↓↓↓

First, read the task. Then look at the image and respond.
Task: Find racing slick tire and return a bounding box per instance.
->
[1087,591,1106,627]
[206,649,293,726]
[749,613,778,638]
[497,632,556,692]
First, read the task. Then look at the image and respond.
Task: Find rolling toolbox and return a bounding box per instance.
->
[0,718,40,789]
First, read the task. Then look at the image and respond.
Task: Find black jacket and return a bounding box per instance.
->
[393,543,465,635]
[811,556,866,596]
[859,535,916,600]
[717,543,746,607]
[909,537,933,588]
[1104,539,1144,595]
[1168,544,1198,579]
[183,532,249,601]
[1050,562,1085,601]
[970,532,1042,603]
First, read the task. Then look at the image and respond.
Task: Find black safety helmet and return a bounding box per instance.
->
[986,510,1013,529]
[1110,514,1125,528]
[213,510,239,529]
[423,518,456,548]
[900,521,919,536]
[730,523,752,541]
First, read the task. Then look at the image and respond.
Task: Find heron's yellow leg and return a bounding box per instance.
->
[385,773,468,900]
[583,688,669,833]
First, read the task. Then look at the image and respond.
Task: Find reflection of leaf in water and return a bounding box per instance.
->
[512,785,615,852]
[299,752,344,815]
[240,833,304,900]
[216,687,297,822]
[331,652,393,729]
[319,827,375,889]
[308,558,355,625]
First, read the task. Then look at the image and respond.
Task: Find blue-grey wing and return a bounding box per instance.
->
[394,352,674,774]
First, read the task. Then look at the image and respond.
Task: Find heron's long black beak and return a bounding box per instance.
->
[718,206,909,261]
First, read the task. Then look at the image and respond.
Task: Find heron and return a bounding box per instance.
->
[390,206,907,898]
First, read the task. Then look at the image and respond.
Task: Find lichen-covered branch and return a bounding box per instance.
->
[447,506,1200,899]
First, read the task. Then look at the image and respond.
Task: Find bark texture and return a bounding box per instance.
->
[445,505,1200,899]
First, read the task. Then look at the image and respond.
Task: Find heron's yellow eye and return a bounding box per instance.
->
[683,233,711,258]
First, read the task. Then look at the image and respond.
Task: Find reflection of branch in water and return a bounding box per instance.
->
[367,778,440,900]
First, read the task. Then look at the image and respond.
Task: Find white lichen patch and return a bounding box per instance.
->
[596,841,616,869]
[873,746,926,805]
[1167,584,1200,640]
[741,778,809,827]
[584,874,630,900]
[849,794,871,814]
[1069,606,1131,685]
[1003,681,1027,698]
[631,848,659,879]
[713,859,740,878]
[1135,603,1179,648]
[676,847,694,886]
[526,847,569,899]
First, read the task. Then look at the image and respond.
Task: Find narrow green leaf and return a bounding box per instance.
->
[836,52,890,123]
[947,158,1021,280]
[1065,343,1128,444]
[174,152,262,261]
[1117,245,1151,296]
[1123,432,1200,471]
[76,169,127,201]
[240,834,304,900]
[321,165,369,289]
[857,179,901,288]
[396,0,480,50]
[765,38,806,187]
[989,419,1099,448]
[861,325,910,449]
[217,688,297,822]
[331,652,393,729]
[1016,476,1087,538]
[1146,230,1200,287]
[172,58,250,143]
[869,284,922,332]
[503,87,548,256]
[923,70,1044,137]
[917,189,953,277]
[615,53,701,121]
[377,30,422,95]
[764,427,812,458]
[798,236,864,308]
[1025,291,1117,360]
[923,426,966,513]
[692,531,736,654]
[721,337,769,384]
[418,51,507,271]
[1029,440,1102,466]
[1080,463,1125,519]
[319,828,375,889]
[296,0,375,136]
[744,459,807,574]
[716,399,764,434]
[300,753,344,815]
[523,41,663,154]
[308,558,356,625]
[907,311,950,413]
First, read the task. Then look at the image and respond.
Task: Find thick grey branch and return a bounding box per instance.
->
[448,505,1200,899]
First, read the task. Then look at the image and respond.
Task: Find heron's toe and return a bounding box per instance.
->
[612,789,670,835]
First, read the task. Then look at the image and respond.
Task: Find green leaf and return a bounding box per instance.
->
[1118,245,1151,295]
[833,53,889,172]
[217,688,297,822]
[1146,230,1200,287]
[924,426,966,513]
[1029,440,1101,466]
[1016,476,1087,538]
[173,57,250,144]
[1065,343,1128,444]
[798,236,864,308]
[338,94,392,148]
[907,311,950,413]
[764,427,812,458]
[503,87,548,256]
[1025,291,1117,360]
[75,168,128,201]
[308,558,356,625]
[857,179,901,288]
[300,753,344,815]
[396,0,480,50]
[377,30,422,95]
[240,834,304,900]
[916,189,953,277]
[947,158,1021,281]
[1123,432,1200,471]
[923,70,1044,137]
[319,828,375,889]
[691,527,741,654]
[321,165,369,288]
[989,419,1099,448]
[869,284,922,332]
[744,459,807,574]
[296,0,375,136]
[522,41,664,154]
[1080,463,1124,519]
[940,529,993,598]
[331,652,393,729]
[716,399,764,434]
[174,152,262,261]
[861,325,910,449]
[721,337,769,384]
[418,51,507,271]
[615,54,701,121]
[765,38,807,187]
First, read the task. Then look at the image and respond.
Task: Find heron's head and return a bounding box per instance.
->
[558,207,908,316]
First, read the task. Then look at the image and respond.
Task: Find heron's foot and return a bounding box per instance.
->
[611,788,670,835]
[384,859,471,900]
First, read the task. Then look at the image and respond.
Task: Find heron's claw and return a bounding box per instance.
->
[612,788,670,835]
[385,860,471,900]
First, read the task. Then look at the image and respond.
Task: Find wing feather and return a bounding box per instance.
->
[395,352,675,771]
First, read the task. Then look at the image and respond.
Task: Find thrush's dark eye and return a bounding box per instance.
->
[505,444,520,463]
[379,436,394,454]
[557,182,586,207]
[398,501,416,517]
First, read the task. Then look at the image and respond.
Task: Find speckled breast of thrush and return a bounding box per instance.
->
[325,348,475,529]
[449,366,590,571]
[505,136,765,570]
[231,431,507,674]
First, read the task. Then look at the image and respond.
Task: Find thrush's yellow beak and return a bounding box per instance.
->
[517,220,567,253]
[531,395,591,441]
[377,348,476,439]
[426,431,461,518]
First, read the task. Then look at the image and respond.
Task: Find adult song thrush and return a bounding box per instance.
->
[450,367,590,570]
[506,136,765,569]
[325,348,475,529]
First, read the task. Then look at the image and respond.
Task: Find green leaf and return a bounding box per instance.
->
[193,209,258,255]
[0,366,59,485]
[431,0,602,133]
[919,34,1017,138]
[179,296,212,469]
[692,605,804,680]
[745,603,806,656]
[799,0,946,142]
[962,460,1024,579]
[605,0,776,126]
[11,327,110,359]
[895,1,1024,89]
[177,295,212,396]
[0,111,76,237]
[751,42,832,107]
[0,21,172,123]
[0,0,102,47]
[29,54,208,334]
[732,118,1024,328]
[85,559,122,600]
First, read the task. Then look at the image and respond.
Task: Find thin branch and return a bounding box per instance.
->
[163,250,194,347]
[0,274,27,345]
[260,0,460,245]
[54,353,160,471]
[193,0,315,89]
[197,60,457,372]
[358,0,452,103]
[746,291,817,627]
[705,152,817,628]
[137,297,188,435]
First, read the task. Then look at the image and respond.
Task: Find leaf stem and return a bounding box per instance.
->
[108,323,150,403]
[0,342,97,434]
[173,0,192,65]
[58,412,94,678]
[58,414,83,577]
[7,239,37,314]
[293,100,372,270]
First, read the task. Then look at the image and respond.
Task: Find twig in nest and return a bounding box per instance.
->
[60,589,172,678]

↑↑↑

Brief: Using the data above, establish how many lines include the word "beak"; the reply is that number only.

Task solution: 2